## DOCUMENT EXTRACT

An American classic triple chocolate cookie. Super quick to make and not too rich. With the flakey salt on top is a nice finisher

  • stand mixer
  • Mixing Bowls
  • Rubber Spatula
  • baking pans
  • cookie scoop
  • Whisk
  • kitchen scale
  • 114 grams unsalted butter (soft)
  • 86 grams brown sugar (light)
  • 86 grams white sugar
  • 4 grams vanilla extract
  • 1 egg (large)
  • 182 grams all purpose flour
  • 29 grams cocoa powder
  • 2.5 grams kosher salt
  • 2.3 grams baking soda
  • 88 grams 86% dark chocolate (chopped)
  • 75 grams 60% semi-sweet chocolate (chopped)
  • flakey salt for topping (optional)

## DATA SUPPLIED

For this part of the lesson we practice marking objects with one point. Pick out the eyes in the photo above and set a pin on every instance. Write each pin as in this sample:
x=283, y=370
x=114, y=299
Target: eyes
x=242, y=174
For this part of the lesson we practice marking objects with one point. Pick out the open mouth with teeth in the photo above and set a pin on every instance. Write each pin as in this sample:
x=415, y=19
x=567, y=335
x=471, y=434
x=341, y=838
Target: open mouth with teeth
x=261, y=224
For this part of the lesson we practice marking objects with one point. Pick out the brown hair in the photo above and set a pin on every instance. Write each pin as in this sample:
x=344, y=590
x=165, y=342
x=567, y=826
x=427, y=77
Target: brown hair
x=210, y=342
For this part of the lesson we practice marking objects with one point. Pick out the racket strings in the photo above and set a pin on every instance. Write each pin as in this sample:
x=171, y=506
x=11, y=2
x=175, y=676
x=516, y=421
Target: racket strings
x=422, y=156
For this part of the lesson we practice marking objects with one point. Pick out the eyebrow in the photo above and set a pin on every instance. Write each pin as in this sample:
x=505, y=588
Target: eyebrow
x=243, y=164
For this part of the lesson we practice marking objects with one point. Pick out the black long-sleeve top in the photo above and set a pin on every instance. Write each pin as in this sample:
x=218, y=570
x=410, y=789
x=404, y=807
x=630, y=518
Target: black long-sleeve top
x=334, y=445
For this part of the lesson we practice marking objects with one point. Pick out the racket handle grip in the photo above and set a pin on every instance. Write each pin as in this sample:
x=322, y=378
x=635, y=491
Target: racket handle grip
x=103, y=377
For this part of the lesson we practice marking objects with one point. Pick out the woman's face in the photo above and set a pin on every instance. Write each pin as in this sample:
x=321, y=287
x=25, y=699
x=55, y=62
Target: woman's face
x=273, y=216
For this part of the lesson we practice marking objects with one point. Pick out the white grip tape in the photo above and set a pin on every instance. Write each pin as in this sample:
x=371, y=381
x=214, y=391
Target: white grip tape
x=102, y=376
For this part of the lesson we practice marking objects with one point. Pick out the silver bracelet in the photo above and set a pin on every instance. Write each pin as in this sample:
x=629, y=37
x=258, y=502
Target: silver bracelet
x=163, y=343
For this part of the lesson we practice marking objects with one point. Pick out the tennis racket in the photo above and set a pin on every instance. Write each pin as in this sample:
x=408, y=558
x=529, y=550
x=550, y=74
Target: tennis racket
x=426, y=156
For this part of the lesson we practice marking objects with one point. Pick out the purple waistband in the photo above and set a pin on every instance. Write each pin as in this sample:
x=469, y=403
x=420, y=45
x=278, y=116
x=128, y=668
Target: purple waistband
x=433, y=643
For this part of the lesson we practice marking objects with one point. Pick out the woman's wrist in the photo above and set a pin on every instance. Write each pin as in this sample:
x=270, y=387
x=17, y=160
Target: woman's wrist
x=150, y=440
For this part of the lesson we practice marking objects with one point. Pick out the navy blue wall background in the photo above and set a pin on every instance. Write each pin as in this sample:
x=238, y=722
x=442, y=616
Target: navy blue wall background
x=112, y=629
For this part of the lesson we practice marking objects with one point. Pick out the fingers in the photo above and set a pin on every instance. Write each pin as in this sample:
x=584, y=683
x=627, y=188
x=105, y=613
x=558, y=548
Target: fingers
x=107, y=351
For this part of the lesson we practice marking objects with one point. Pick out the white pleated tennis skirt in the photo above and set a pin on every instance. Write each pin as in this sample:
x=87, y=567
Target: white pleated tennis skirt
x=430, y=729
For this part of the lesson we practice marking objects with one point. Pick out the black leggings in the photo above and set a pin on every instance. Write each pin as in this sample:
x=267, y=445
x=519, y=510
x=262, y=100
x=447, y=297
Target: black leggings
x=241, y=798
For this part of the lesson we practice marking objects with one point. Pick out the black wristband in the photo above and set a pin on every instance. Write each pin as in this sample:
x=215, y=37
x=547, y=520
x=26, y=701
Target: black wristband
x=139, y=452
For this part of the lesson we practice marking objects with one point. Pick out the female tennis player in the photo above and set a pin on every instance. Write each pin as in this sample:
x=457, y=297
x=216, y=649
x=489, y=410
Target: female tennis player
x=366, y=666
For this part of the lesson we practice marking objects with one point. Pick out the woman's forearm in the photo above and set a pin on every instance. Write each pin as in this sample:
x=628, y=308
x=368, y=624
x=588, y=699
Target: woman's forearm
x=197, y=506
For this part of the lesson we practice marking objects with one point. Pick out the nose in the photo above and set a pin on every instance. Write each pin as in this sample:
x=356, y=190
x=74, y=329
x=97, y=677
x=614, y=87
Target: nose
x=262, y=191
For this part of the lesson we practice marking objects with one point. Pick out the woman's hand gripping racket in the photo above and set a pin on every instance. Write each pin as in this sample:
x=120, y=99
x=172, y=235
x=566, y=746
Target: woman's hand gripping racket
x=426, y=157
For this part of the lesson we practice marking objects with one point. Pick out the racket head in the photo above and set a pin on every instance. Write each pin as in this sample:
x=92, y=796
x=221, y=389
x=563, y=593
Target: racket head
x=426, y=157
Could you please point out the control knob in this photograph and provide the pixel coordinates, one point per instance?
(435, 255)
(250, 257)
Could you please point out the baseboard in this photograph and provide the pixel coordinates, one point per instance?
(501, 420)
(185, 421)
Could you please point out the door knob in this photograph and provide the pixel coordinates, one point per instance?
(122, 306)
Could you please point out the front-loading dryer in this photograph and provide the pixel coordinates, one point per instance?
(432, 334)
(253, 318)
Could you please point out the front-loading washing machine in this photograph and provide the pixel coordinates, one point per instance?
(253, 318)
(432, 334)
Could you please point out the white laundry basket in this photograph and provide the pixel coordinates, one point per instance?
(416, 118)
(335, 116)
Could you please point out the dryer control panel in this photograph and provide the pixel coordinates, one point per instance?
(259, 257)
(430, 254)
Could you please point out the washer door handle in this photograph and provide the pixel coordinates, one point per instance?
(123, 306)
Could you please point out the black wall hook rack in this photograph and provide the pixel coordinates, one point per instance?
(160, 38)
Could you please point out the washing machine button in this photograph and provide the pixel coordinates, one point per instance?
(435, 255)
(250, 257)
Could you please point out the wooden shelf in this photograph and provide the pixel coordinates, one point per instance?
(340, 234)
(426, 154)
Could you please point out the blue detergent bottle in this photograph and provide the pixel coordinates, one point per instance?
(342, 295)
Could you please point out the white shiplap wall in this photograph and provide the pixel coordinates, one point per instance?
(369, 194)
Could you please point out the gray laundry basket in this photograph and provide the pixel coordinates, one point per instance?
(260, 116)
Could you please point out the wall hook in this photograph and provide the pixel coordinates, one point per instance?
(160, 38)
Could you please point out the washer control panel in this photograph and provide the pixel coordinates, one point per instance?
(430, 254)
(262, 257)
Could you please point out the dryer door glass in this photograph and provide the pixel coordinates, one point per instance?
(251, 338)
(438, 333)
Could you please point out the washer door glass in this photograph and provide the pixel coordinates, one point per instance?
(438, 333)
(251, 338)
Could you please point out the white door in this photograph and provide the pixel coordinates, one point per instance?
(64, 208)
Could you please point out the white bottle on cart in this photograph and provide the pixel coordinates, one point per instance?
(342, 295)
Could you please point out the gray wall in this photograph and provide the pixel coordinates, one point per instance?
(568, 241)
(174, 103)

## TO-DO LIST
[A] Write out the cookie recipe between "An American classic" and "unsalted butter (soft)", inclusive, replacing "stand mixer" with "hand mixer".
[B] Answer these questions from the cookie recipe:
(i) How many grams of all purpose flour does it call for?
(ii) What topping is marked optional?
(iii) What percentage is the dark chocolate?
[C] List every piece of equipment in the cookie recipe.
The records have no connection to the cookie recipe.

## ANSWERS GIVEN
[A]
An American classic triple chocolate cookie. Super quick to make and not too rich. With the flakey salt on top is a nice finisher

  • hand mixer
  • Mixing Bowls
  • Rubber Spatula
  • baking pans
  • cookie scoop
  • Whisk
  • kitchen scale
  • 114 grams unsalted butter (soft)

[B]
(i) 182 grams
(ii) Flakey salt
(iii) 86%

[C] stand mixer, Mixing Bowls, Rubber Spatula, baking pans, cookie scoop, Whisk, kitchen scale